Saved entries
——————————
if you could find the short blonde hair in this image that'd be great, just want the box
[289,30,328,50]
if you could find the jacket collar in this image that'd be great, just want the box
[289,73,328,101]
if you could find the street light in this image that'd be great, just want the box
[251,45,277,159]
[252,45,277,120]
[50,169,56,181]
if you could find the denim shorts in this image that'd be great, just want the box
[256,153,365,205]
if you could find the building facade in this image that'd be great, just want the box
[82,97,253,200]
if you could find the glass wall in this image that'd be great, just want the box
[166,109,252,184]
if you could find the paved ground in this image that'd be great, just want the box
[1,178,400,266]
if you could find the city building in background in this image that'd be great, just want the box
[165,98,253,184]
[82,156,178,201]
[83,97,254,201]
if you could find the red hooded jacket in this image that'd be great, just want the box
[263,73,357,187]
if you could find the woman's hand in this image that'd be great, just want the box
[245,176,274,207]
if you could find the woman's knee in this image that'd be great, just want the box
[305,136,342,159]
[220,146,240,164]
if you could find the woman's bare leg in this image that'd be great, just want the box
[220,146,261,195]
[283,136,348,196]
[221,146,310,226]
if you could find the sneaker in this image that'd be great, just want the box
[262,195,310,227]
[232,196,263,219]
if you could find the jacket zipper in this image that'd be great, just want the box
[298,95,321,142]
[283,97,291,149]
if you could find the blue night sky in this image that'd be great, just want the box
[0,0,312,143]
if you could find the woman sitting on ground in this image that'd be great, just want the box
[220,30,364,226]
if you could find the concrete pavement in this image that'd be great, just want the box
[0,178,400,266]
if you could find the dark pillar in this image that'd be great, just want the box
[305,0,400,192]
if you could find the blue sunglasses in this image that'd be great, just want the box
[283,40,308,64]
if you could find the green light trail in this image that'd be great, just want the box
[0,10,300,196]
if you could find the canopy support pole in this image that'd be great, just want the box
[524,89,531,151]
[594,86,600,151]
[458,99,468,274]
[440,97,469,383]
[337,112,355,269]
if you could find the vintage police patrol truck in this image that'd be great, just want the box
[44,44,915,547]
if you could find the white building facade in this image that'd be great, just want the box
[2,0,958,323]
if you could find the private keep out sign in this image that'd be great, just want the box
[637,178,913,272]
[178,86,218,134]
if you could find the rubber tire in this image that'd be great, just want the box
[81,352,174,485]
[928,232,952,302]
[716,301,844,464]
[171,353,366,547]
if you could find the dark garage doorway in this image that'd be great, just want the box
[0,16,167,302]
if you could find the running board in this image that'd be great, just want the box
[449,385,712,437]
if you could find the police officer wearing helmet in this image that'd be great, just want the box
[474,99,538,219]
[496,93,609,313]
——————————
### EXERCISE
Print every entry exactly as written.

### SOLUTION
if you could find the short blonde hair in this image that'd be great, just want the box
[289,30,328,50]
if you could find the jacket collar in this image that'd be great, just want the box
[289,73,328,101]
if you could find the street light in this image that'd be great, just want the box
[251,45,277,159]
[252,45,277,120]
[50,169,56,181]
if you could find the denim shorts in this image that'd be great, just want the box
[256,153,365,205]
if you could find the building facade in this image that'd be great, just want the box
[82,97,253,200]
if you could find the glass wall in this image that'd be great, just want the box
[166,109,252,184]
if you could find the paved ground in this image that'd be great, just want the box
[1,178,400,266]
if you could find the city building in background in this image that'd be great, just want the box
[165,98,253,184]
[82,156,178,201]
[83,97,254,201]
if you could find the red hooded jacket in this image that'd be great, just want the box
[263,73,357,187]
if you could find the woman's hand in this image that'd be great, just want the box
[245,176,274,207]
if you could find the woman's knee in this image that'd be great, just want the box
[305,136,342,159]
[220,146,240,164]
if you could find the woman's bare leg in this image that'd be great, just want the box
[220,146,261,195]
[283,136,348,196]
[221,146,310,226]
if you could find the sneaker in this image that'd be great, just want the box
[262,195,310,227]
[232,196,263,219]
if you could find the jacket zipper in this image that'd be great, just want the box
[298,95,321,142]
[283,97,291,149]
if you could find the blue night sky in this image that'd be great, just want the box
[0,0,312,143]
if you could find the woman sitting on ground in this image that'd be great, just want the box
[220,30,364,226]
if you could find the concrete pavement in this image that'd be great, just want the box
[0,178,400,266]
if you could find the dark pillar in this image that'd be great, just want the box
[305,0,400,192]
if you could find the blue sunglasses in this image that'd be great, just want the box
[283,40,308,64]
if you could find the green light trail in this image that'd be great, just want the box
[0,10,300,196]
if you could find the canopy support pole in this image that'd be great, just want the box
[524,89,531,151]
[594,86,600,151]
[458,99,468,274]
[440,97,469,383]
[337,112,355,269]
if you could find the vintage police patrol truck in this image that'd be great, just want the box
[44,44,915,547]
if you could find the white building facade in this image that'd be great, just want the box
[2,0,958,323]
if you could find the private keep out sign in this image that'd be great, just want the box
[637,178,913,272]
[178,86,218,134]
if you could find the rubber tire in this image that'd be great, just want the box
[81,352,174,485]
[928,232,952,302]
[716,301,844,464]
[171,353,366,547]
if you could find the dark garage doorway in this image that'd be great, just want the box
[0,16,167,302]
if you could find the running board in this image that'd be great, just want the box
[449,385,712,437]
if you could find the police officer wearing helmet in this image that'd be great, just want the box
[474,99,538,219]
[496,93,609,313]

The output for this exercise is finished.